CS50 Week 5: Data Structures
Arrays, linked lists, hash tables and tries.
Data structures are more complex ways to organize data in memory, storing information in different layouts. We'll look at:
- arrays
- linked lists
- hash tables
- tries
Arrays permalink
- Arrays are contiguous blocks of memory
- Arrays aren't easily resizable
🤔 Garbage values aren't bad - you just don't know what they are.
Summary
- insertion is bad: a)in the case when the array is not big enough (O(n)); b)if the array is big enough and we have the index Omega of 1
- deletion is bad
- lookup is great (random access constant time)
- relatively easy to sort
- relatively small size-wise
- stuck with a fixed size, no flexibility
Linked lists permalink
- C doesn't provide dynamic arrays
- With linked lists, we store the value and some metadata to go along with it (to help keep track of where the next element is)
- meaning that they take up more space than arrays
- values in linked lists also store a pointer to the next value in the list (the last element in the list will have a
NULL
pointer) - the
.

> [Record set]
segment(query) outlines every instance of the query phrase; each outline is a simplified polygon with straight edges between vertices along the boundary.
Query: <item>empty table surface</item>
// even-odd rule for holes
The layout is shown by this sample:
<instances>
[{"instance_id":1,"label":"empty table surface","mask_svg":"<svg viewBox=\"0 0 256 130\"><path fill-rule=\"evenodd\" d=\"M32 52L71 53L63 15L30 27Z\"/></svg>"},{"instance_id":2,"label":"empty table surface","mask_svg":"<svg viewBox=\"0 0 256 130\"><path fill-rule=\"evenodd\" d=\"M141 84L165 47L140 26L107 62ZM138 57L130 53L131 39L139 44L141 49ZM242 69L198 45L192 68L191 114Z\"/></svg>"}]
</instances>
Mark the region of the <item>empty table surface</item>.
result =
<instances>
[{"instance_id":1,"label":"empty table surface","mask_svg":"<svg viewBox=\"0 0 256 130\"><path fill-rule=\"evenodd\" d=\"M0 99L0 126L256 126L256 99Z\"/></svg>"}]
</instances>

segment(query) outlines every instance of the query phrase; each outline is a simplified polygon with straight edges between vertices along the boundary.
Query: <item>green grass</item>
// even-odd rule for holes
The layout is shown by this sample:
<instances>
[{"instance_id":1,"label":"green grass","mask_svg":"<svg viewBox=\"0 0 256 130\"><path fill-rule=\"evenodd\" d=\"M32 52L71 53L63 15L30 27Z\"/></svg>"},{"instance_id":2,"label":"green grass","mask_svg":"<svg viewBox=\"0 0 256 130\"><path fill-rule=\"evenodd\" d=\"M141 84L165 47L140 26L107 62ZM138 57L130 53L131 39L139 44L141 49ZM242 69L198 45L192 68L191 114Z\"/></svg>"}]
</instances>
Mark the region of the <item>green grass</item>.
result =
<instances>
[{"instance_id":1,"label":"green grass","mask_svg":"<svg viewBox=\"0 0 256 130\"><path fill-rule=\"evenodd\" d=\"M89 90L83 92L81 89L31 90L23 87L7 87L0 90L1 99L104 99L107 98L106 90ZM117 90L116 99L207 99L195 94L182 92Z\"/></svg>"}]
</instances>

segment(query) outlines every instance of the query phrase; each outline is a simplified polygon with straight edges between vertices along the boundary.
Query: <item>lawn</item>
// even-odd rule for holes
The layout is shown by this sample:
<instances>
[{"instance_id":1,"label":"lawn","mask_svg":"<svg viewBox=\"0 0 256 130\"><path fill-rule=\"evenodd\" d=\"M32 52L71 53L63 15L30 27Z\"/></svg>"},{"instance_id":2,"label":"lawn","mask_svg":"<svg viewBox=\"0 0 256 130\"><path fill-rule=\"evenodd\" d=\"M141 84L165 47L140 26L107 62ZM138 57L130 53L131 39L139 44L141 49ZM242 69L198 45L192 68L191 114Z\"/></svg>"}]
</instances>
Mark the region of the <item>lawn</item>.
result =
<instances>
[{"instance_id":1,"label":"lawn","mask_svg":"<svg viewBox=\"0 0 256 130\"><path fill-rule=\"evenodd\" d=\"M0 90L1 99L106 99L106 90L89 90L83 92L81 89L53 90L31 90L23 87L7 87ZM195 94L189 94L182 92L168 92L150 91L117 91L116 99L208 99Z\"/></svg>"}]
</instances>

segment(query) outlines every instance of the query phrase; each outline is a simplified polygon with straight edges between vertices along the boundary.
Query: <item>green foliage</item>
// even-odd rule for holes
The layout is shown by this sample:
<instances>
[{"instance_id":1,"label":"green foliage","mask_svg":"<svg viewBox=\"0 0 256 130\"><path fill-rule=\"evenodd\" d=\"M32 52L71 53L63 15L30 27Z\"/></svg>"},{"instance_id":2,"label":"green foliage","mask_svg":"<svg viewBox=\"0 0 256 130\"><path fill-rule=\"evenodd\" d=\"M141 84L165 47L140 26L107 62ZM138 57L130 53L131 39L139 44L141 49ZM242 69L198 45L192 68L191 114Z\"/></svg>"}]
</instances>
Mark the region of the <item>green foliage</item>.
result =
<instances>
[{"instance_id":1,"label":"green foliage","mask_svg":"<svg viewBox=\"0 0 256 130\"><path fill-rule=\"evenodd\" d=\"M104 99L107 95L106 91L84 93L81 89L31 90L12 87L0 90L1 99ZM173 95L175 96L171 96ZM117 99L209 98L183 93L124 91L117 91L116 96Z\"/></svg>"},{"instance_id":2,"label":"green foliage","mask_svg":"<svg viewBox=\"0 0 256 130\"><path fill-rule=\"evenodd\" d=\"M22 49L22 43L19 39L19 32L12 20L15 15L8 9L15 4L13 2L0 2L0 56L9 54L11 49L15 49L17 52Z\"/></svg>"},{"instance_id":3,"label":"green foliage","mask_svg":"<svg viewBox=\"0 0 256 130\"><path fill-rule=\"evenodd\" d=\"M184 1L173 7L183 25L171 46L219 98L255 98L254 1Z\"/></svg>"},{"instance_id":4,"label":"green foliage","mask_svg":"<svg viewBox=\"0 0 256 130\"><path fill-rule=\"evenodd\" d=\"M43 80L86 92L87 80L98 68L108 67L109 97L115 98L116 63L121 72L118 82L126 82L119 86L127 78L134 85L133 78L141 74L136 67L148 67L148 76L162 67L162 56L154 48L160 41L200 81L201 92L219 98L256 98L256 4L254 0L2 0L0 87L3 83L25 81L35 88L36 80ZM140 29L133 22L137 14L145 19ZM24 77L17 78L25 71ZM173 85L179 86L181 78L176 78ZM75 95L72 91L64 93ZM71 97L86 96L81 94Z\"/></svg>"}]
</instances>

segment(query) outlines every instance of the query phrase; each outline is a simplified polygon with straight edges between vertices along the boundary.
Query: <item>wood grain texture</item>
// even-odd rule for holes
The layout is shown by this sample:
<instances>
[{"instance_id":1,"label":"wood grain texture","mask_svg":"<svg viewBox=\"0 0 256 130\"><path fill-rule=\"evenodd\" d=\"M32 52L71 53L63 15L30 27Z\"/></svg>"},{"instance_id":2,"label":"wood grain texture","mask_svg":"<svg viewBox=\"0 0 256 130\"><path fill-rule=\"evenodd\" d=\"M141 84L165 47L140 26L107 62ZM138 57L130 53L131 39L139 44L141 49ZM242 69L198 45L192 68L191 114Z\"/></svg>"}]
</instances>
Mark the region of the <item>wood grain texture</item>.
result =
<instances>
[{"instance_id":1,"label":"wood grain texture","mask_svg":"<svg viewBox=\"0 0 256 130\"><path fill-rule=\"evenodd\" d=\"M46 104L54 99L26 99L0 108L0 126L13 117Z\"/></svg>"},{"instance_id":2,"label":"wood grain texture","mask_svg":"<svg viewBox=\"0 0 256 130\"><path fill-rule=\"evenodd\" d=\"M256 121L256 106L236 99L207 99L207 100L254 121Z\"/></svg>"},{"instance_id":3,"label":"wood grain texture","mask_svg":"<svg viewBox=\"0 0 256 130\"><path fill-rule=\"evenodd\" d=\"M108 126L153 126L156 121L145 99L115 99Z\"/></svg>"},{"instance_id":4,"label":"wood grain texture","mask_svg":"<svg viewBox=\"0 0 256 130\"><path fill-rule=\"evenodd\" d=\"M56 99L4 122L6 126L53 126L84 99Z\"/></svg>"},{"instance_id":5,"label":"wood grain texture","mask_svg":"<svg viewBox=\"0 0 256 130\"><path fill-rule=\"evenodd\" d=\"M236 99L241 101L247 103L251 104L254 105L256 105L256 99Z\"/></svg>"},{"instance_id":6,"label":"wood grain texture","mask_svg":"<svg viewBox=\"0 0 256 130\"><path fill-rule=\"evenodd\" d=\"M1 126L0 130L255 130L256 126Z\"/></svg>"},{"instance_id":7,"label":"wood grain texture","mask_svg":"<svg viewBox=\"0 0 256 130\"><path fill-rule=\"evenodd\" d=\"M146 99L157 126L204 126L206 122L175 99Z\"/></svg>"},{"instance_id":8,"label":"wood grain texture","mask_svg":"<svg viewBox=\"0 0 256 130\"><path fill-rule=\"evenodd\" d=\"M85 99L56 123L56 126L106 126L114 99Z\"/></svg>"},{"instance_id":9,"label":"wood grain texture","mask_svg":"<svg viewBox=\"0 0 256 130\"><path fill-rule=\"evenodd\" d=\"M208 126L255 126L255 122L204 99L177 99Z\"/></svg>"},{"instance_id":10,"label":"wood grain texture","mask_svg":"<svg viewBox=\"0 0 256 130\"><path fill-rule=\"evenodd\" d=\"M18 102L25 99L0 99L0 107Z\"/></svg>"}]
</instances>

> [Challenge] In the data structures notes, rewrite the stretch from "Data structures are" through "what they are.", replacing "contiguous" with "adjacent".

> [Final answer]
Data structures are more complex ways to organize data in memory, storing information in different layouts. We'll look at:
- arrays
- linked lists
- hash tables
- tries
Arrays permalink
- Arrays are adjacent blocks of memory
- Arrays aren't easily resizable
🤔 Garbage values aren't bad - you just don't know what they are.